§ **YOUR GOAL**: Copy exactly, and only, the lines that start at the line containing "Target: carved relief" and end at the last line of the material below.

**** DATASET RECORDS ****

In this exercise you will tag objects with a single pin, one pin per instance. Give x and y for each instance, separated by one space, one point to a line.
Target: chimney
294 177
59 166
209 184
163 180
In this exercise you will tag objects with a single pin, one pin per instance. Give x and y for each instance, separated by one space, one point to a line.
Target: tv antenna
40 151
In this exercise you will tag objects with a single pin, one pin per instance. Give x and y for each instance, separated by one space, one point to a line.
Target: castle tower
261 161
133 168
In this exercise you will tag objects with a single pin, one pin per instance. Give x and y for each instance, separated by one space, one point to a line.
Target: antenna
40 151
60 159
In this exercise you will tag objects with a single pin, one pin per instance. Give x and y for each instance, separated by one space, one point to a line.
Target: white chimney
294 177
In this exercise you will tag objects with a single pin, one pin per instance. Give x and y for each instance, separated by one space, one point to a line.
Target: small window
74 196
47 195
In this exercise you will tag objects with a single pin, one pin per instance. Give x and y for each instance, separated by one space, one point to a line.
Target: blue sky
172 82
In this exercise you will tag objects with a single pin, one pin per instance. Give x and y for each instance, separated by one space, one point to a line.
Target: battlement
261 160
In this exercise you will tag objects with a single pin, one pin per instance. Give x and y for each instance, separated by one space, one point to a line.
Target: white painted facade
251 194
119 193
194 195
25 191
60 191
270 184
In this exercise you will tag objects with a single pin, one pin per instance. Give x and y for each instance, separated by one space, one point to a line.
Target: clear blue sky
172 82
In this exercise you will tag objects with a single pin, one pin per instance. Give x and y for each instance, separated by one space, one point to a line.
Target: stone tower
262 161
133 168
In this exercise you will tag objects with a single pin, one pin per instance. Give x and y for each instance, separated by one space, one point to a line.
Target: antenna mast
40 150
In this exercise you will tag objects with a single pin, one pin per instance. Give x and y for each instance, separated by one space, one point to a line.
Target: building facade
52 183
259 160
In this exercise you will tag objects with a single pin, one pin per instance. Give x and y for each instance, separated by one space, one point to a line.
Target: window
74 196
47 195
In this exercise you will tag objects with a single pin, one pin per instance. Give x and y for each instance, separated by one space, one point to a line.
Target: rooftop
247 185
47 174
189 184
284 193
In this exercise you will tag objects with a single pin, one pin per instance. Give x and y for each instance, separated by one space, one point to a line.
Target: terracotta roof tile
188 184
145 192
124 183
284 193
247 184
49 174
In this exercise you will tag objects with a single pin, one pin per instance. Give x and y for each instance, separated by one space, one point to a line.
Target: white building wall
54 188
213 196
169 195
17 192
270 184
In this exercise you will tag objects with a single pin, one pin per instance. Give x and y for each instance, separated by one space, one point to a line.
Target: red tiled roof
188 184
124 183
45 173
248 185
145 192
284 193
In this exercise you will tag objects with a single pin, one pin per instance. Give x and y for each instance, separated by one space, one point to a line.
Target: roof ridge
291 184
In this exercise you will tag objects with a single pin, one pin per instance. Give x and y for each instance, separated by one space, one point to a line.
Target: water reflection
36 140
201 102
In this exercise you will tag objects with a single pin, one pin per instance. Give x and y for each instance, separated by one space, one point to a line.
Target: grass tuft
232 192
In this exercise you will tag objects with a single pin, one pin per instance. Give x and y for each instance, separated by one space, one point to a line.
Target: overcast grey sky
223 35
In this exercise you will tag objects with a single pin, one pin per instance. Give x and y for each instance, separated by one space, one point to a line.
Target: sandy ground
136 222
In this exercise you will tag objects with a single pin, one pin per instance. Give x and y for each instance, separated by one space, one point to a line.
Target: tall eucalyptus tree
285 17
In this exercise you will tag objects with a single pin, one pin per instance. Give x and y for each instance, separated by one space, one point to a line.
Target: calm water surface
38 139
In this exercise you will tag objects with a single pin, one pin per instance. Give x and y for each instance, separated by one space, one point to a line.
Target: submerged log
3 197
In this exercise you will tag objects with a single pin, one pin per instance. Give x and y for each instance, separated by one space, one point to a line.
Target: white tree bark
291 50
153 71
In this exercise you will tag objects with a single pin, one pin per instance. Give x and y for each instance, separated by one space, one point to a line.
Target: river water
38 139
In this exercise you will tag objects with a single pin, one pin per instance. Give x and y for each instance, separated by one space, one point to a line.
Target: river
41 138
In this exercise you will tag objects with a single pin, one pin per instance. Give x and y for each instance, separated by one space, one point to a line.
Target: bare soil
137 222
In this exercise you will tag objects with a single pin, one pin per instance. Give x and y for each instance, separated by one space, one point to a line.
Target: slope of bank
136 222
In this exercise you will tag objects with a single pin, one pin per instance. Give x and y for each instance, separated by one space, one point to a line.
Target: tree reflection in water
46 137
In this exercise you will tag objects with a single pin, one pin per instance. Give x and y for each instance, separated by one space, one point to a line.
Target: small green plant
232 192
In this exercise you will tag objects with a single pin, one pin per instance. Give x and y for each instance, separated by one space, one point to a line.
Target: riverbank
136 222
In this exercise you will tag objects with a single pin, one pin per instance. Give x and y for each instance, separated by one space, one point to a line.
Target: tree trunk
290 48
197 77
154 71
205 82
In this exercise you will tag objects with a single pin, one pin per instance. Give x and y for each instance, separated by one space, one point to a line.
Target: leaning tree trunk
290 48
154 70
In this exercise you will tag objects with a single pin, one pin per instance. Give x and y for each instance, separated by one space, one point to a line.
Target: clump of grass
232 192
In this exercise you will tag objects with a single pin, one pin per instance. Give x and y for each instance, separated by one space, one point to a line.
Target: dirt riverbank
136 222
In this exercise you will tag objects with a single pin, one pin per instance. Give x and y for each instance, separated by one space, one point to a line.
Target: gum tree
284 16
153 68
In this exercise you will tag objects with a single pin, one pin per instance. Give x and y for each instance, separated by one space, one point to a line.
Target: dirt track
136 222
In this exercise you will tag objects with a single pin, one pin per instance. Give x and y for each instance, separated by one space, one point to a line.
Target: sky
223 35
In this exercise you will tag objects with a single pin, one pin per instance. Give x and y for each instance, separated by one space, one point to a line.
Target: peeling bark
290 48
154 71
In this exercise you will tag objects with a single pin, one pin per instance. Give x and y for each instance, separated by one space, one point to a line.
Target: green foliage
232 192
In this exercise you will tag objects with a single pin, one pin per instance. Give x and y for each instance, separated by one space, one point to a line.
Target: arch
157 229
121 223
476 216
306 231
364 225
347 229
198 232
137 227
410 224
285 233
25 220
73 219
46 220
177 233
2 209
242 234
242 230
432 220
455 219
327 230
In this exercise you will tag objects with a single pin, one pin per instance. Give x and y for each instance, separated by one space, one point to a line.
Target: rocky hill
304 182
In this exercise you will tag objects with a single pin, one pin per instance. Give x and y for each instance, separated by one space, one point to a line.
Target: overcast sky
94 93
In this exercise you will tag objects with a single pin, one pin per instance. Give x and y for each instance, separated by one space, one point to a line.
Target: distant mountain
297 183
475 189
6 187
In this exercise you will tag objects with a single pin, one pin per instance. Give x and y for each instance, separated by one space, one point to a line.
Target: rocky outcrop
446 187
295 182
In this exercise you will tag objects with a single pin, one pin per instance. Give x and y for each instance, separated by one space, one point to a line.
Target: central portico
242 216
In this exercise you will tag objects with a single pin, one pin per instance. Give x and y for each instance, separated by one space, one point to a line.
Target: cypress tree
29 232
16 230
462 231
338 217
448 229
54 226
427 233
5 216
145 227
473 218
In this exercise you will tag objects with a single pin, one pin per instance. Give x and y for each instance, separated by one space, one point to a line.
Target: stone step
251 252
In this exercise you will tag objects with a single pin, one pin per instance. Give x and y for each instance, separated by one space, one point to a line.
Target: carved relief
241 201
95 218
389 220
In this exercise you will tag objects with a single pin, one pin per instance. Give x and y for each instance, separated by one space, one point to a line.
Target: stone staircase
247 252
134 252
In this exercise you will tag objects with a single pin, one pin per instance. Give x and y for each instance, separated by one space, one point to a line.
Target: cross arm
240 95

****

§ **WORKED SOLUTION**:
Target: carved relief
241 201
95 218
389 220
In this exercise you will tag objects with a single pin, one pin per instance. Give x and y for each instance, separated by one space, one point to a line.
Target: stone staircase
247 252
134 252
In this exercise you will tag objects with a single pin, one pin per instance. Give x and y for each instance, separated by one space, one point to a line.
Target: cross arm
240 95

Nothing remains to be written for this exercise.